YOUR INSTRUCTIONS
Nothing but a number is wanted: the count of lines in the records below that include "stadium".

----

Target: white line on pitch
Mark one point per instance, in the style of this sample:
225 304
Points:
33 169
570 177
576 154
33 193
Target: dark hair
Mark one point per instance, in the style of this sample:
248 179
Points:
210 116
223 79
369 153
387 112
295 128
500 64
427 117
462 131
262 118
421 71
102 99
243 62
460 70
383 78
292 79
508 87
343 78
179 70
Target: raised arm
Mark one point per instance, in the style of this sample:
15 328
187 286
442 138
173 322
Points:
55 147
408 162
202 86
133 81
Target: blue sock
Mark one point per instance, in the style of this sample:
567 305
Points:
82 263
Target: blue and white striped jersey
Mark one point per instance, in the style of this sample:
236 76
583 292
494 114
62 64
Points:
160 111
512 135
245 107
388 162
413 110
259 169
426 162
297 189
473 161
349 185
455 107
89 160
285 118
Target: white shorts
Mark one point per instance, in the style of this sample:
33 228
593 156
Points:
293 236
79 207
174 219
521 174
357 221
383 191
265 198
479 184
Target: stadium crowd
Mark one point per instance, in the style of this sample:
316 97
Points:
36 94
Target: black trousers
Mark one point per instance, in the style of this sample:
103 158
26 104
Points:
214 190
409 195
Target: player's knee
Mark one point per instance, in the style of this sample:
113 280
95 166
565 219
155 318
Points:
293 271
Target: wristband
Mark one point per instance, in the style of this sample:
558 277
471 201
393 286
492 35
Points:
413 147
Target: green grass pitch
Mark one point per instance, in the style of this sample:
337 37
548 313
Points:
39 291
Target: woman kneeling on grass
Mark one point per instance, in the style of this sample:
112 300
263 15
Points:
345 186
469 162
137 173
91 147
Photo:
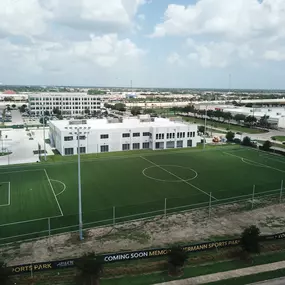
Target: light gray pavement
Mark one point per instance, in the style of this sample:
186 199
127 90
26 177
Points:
204 279
19 143
279 281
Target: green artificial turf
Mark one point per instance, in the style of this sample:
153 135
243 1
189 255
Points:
41 197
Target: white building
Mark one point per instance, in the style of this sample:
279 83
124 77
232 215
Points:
129 134
68 103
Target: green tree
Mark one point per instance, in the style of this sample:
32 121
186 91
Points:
23 108
219 114
267 145
239 117
247 141
176 260
201 129
87 111
230 136
5 274
56 111
89 270
250 240
189 109
263 122
147 111
250 120
136 110
44 120
227 116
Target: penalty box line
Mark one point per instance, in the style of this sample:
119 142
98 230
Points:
176 176
59 207
9 194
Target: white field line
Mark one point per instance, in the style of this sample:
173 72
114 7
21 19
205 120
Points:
19 171
257 163
8 204
177 177
29 221
9 193
64 186
53 192
275 159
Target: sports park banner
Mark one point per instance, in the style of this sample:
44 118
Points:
133 255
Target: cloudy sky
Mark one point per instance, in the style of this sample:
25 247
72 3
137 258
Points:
158 43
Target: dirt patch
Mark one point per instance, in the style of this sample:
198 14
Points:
194 226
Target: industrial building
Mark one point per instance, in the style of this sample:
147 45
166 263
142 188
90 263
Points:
108 135
70 104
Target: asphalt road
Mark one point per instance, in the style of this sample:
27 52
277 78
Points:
279 281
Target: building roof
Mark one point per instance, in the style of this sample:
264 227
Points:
127 123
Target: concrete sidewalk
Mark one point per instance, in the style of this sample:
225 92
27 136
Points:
228 274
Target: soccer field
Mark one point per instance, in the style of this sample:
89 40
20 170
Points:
39 199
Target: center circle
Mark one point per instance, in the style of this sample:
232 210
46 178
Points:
174 178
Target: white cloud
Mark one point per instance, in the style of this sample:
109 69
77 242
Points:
25 18
175 58
97 15
235 19
274 55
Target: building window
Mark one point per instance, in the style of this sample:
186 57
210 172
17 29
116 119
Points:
68 139
82 149
145 145
104 148
136 146
179 143
105 136
126 146
68 151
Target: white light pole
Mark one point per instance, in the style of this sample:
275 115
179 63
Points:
44 132
79 182
205 127
79 187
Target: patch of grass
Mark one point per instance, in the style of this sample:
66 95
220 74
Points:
279 138
225 126
194 271
251 278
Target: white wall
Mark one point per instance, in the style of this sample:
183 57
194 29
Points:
93 142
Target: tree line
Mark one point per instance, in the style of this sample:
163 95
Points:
222 116
90 268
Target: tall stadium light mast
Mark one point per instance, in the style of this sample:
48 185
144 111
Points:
44 132
77 133
205 126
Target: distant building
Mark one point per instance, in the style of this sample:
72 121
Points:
105 135
69 104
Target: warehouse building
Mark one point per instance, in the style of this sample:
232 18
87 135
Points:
70 104
108 135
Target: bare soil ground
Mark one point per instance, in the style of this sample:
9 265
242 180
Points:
195 226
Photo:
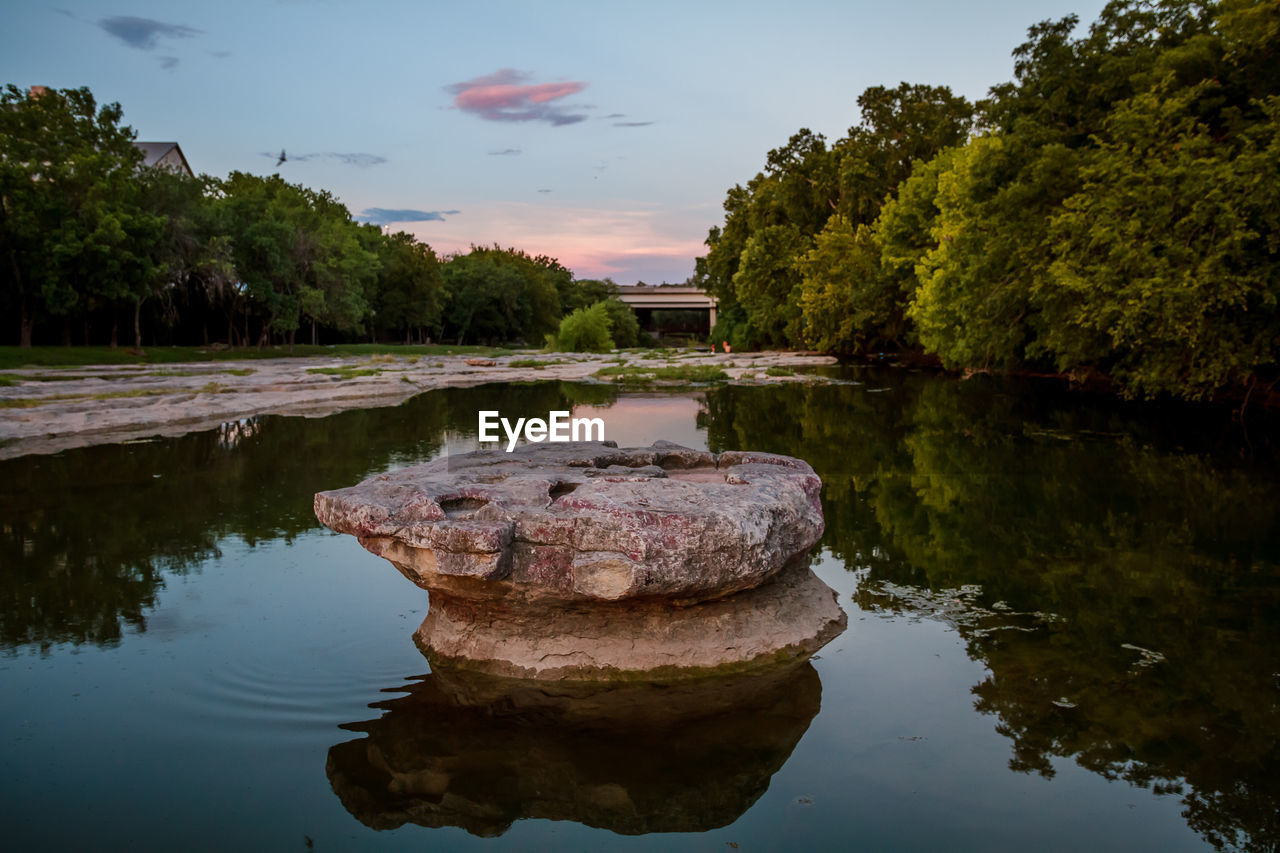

----

TASK SOLUTION
2